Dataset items
=======
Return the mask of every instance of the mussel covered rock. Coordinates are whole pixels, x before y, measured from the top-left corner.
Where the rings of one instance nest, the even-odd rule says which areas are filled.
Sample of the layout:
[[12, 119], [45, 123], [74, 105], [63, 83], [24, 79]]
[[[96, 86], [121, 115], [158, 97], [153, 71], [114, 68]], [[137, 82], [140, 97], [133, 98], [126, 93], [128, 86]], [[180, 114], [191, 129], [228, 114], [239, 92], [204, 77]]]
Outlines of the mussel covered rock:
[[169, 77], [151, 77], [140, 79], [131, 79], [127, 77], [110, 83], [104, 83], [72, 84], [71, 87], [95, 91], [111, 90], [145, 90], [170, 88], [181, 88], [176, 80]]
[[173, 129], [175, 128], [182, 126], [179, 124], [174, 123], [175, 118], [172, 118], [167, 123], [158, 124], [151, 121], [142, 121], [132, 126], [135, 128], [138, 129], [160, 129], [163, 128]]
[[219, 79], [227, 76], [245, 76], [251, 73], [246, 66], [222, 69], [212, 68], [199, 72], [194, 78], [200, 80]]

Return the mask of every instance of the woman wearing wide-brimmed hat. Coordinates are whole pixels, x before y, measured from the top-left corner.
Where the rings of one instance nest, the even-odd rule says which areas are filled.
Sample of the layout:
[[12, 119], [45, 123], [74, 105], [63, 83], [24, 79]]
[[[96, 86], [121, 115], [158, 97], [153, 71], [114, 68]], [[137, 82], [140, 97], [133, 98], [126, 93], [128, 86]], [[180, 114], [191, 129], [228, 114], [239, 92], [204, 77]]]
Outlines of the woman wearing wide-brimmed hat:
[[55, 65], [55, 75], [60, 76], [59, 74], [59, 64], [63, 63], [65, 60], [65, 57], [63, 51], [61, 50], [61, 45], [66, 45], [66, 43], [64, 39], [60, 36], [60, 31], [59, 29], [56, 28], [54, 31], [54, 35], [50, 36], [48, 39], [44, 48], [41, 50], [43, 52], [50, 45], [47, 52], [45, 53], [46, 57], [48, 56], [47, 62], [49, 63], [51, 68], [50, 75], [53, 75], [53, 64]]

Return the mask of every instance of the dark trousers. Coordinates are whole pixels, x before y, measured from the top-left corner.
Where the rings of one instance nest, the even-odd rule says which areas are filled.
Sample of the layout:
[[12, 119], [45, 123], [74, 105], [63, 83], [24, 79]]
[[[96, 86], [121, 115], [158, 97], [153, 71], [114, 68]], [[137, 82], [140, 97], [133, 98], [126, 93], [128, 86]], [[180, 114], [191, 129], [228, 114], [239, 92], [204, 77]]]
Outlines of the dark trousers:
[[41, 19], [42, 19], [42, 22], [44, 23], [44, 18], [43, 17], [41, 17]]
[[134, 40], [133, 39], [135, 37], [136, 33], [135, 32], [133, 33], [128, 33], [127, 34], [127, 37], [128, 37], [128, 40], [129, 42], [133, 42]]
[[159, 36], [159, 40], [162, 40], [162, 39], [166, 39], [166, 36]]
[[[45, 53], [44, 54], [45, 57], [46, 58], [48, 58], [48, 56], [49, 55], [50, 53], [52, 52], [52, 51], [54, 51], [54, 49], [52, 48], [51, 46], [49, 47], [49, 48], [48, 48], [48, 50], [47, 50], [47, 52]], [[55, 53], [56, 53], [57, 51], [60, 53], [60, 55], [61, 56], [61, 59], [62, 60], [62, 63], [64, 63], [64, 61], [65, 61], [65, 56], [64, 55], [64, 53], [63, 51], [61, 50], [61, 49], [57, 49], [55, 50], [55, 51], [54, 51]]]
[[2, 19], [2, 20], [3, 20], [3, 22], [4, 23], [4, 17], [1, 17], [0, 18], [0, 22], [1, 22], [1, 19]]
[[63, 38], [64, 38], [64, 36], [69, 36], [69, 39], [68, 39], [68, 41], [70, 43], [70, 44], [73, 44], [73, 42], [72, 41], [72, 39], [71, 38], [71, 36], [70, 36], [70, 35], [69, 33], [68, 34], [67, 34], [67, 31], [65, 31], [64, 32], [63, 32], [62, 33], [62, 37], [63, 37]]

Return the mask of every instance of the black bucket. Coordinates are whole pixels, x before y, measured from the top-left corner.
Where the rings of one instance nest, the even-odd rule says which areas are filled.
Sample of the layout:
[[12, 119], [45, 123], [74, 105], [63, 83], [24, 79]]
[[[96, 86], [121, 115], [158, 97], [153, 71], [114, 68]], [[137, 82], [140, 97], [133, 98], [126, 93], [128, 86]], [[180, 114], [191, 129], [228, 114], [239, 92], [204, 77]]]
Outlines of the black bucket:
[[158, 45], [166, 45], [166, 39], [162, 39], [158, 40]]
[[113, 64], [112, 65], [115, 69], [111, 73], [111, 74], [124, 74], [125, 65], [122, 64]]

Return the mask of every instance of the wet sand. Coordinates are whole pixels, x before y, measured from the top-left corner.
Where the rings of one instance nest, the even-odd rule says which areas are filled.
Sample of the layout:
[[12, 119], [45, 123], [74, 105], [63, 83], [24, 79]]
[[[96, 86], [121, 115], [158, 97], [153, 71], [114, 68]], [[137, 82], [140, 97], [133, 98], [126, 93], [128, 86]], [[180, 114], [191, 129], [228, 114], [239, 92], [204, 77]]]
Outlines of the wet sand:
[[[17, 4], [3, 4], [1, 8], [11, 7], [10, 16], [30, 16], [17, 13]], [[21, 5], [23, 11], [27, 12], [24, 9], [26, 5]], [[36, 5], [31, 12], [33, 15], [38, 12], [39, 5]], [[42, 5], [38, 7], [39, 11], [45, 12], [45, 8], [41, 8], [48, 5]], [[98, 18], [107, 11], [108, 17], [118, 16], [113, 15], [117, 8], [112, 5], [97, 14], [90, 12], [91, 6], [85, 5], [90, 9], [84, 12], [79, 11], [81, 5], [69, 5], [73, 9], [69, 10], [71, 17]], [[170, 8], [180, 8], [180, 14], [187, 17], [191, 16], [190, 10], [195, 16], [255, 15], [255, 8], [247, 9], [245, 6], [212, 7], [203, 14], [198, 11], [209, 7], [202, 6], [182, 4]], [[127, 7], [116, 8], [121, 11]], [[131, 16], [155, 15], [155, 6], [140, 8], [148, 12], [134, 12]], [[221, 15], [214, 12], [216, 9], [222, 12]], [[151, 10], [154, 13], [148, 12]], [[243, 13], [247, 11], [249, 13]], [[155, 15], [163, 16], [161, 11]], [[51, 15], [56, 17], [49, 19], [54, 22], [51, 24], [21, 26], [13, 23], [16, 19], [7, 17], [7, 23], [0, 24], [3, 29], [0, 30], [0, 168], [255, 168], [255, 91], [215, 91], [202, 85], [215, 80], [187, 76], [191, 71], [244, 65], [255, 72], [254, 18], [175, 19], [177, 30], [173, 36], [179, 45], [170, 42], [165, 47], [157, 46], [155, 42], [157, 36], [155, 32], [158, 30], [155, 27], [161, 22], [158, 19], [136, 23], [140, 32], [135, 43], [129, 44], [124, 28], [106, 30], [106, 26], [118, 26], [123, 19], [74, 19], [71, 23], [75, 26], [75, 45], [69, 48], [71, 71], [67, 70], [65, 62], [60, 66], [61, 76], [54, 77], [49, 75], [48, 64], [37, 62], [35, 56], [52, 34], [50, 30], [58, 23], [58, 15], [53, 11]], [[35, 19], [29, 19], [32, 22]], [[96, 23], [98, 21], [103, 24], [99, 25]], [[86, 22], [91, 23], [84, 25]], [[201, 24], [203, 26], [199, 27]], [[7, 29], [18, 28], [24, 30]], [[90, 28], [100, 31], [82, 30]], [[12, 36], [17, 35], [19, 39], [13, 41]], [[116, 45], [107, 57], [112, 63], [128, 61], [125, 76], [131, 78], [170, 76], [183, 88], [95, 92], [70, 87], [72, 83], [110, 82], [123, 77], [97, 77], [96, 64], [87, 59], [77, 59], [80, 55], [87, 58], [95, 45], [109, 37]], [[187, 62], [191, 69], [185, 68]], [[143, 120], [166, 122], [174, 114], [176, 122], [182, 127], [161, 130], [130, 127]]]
=======
Problem requirements
Reproduce verbatim the lines of the items above, beginning at the line that contains "Return the mask of every instance of the wet" and ending with the line that contains "Outlines of the wet", both of these included.

Reply to the task
Return the mask of every instance of the wet sand. Coordinates are whole pixels, x before y, measured from the top-left corner.
Where the rings of one instance nest, the even-odd rule says which areas are filled.
Sample of the layout:
[[12, 119], [45, 123], [74, 105], [63, 83], [24, 79]]
[[[96, 86], [121, 115], [158, 97], [153, 71], [114, 68]], [[137, 82], [140, 97], [133, 98], [126, 93], [128, 86]], [[180, 114], [191, 129], [228, 114], [239, 92], [204, 77]]]
Outlines of the wet sand:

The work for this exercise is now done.